Some records
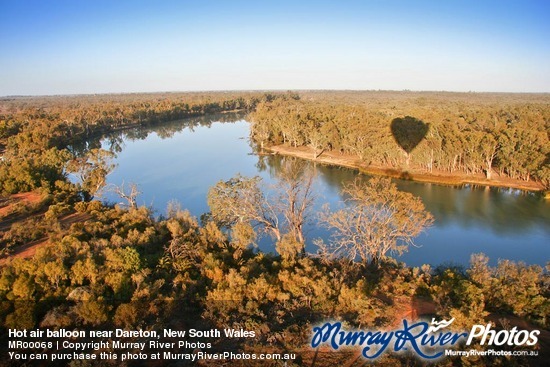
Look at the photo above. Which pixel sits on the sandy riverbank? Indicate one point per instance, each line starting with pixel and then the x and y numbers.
pixel 351 161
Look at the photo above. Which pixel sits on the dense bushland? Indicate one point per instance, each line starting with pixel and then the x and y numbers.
pixel 463 133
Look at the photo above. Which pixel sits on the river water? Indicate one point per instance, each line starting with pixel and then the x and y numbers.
pixel 179 161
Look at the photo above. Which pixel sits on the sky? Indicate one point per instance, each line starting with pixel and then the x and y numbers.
pixel 80 47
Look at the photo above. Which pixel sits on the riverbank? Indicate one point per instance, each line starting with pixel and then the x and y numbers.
pixel 437 177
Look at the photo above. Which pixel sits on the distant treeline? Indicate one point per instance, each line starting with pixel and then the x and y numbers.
pixel 35 131
pixel 463 133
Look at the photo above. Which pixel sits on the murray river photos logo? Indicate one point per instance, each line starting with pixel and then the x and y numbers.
pixel 428 341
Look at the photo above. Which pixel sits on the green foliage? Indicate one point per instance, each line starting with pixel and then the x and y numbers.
pixel 449 132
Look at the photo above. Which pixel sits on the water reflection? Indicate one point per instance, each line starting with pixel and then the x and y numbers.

* _INSTRUCTIONS FOR THE TASK_: Can you pull out every line of the material above, word for word, and leave out the pictures?

* _FINISHED ANSWER_:
Look at the photo above. Which pixel sits on the sandy riverbank? Indicate one point per instance, each line starting with pixel and then the x and y numbers.
pixel 351 161
Look at the photo above. Which pixel sits on the dense bushland? Indicate one point per instance, each line starting with pixel and then the x and y numbers.
pixel 463 133
Look at the photo above. Which pixel sits on the river water? Indicate one point per instance, each line starting with pixel and then the x and y numbers.
pixel 179 161
Look at the photo above. Which pixel sits on the sky? Indicate one point per instance, each line starting with pixel and then the x and y numbers.
pixel 80 47
Look at the photo above. Which pixel sits on the riverbank? Indicate one point per instance, each line starting with pixel and then the x and y numbers.
pixel 437 177
Look at the photo above. Which pixel sits on the distant treeline? Indicate one point per instance, each line starting with pixel and then the x and y numbers.
pixel 35 131
pixel 463 133
Look at the photo above. Which pixel sits on the murray river photos logo? Indicate one point per instance, each line starting with pixel and then the x and y numbers.
pixel 428 341
Look at the photo above. Which pixel sits on the green foliage? Indicate one point per instance, each line starting with pixel and then the x and y numbers.
pixel 449 132
Look at the photo above. Which pixel sits on the water reflection? Indicate one point per instance, each line starting with pixel and then the x and y numbers.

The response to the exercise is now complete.